#### The task:
Quote each of the lines below word for word, keeping their order.

◆ ◆ ◆ ◆ ◆ ◆ ◆

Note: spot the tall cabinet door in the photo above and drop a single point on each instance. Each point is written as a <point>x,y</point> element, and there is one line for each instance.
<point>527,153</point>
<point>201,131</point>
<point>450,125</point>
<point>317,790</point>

◆ ◆ ◆ ◆ ◆ ◆ ◆

#### Written reply:
Note: spot the tall cabinet door in the photo above and drop a single point on each instance. Each point is written as a <point>x,y</point> element, and there is one line for each instance.
<point>527,153</point>
<point>201,131</point>
<point>450,125</point>
<point>317,790</point>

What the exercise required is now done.